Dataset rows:

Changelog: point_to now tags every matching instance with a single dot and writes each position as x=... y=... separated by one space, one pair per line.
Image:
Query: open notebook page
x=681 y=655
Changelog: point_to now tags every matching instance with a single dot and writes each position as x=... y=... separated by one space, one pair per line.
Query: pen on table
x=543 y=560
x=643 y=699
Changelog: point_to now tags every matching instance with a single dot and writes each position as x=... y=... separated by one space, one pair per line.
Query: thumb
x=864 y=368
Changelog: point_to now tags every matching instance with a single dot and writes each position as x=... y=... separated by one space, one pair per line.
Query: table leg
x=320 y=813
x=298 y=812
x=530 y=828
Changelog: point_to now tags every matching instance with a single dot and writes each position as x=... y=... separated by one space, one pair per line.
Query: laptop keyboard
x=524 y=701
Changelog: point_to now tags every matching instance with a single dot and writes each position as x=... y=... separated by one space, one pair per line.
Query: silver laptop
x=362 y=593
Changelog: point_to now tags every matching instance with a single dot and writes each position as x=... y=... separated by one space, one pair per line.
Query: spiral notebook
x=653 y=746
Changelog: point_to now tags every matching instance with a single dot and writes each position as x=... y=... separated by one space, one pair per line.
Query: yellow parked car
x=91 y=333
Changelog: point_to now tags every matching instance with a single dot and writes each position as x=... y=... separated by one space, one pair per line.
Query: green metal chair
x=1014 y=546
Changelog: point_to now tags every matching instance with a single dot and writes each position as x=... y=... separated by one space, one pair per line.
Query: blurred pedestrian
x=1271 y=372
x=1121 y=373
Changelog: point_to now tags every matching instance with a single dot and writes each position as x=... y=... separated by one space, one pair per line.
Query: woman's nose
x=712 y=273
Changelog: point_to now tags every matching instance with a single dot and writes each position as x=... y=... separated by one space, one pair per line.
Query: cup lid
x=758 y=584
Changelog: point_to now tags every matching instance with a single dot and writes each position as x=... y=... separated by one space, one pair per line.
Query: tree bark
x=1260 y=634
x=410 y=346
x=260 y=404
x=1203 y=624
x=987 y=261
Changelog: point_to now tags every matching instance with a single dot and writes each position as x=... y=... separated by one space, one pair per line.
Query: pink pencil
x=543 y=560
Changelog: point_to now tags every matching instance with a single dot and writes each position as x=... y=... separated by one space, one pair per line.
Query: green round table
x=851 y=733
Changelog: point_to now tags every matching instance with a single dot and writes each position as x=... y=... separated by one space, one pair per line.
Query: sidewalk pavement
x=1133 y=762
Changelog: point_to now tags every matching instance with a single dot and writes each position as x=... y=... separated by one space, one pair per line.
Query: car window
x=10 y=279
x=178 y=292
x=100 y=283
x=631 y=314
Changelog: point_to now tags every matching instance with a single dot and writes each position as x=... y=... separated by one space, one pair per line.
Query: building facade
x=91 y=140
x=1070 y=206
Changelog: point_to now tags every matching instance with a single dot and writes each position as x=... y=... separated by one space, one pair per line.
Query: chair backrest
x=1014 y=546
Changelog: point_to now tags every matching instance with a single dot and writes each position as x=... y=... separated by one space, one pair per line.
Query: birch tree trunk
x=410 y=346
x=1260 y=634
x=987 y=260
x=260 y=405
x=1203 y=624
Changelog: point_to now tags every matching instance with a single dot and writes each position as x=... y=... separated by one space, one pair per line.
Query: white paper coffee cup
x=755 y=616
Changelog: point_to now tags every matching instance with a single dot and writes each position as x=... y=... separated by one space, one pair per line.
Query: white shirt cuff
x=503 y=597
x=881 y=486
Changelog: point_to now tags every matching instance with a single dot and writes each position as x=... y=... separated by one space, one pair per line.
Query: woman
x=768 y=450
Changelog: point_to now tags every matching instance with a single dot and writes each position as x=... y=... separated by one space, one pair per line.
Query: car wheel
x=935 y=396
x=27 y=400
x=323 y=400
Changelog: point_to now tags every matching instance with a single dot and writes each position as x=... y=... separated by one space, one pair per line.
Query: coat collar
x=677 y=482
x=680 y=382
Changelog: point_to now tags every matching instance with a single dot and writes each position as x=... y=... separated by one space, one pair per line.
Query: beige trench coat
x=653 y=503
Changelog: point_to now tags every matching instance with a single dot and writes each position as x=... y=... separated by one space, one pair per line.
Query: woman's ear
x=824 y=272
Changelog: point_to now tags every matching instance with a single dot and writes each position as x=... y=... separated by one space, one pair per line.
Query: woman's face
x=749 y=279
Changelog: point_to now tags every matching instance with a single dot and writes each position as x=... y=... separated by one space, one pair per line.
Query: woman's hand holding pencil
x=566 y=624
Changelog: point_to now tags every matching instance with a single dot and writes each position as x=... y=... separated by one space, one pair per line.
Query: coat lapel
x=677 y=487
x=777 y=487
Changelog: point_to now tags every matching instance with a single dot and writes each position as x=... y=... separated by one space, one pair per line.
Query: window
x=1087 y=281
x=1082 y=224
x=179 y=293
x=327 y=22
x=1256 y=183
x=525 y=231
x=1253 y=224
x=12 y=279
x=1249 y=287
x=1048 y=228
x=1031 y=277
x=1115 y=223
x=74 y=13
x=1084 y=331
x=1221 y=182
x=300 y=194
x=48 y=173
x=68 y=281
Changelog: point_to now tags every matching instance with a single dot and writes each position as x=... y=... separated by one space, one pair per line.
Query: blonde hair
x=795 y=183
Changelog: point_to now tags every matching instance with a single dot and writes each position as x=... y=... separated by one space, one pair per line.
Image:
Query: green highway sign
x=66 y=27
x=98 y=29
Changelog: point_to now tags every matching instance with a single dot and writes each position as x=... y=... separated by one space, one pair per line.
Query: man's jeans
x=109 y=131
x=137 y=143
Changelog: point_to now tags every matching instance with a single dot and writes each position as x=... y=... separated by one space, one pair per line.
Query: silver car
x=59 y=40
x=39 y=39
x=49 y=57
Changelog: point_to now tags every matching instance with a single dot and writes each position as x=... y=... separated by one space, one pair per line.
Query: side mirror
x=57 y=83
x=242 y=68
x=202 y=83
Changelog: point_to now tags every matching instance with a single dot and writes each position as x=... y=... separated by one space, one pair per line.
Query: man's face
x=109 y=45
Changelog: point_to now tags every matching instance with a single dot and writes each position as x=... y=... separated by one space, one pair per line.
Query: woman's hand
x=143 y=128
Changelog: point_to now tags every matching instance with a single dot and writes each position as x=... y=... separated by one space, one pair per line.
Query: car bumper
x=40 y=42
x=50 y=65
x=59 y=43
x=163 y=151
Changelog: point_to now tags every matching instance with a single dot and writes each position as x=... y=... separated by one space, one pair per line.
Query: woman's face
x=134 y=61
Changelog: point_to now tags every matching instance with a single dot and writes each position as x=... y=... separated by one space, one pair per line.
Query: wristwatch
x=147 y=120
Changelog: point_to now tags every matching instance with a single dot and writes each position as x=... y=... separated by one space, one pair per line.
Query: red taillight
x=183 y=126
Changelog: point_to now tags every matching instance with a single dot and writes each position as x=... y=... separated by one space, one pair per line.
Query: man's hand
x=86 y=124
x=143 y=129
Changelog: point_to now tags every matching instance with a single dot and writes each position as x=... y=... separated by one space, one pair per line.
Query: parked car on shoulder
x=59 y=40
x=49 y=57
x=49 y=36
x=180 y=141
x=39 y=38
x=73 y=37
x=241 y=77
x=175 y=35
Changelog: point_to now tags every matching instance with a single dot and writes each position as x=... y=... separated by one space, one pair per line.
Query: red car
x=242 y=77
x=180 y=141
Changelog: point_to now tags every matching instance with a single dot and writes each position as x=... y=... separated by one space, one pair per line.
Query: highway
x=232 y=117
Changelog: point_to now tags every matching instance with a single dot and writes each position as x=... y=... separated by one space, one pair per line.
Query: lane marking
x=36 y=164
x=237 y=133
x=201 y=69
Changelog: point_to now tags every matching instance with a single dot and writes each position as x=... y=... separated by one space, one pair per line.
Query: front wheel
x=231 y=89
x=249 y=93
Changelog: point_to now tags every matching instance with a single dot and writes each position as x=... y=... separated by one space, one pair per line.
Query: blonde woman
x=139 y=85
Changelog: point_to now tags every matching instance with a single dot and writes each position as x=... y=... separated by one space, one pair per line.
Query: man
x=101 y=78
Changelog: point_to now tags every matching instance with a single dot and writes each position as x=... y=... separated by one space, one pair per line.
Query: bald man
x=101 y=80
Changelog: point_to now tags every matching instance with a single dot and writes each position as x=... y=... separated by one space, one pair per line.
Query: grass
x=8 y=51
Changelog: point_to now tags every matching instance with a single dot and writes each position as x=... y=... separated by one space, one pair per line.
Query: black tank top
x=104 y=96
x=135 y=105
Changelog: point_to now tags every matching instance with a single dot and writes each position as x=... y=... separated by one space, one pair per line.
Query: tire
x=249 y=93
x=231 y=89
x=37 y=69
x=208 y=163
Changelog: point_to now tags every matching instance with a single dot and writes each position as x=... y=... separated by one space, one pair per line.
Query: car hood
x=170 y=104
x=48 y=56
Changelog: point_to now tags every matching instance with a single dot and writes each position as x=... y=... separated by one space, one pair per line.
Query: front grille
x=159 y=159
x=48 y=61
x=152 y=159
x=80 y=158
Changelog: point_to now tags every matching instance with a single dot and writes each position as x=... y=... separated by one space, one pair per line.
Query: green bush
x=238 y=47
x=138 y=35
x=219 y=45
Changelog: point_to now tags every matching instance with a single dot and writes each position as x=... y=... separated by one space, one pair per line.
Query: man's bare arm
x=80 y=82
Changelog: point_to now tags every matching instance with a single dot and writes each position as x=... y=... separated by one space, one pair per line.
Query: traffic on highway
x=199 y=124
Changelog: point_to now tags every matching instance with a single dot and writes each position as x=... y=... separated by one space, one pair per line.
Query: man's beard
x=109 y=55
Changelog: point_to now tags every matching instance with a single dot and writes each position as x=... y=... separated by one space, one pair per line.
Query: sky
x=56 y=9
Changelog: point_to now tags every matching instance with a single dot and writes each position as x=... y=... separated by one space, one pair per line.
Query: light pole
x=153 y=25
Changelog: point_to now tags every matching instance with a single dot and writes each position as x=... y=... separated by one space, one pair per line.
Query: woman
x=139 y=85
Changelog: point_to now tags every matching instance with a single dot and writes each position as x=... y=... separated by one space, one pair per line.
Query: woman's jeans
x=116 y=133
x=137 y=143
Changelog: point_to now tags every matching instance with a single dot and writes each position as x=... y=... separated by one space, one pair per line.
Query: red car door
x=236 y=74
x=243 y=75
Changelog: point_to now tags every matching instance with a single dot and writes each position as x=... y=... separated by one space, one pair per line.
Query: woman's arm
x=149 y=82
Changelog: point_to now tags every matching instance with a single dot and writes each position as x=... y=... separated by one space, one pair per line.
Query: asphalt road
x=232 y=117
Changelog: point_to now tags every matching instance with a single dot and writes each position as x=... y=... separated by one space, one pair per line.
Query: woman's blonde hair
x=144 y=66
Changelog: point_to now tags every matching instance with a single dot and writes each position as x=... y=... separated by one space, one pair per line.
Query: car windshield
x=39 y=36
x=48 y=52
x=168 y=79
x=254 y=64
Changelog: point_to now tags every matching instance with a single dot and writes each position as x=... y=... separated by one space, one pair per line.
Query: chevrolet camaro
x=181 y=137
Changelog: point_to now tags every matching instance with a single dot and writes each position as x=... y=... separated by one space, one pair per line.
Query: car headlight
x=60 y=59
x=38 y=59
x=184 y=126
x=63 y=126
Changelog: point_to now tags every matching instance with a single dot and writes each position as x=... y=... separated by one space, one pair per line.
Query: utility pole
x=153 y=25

→ What is being asked
Gather every line of the data above that contains the string "notebook" and reproduce each one in full.

→ Solution to this problem
Query: open notebook page
Query: spiral notebook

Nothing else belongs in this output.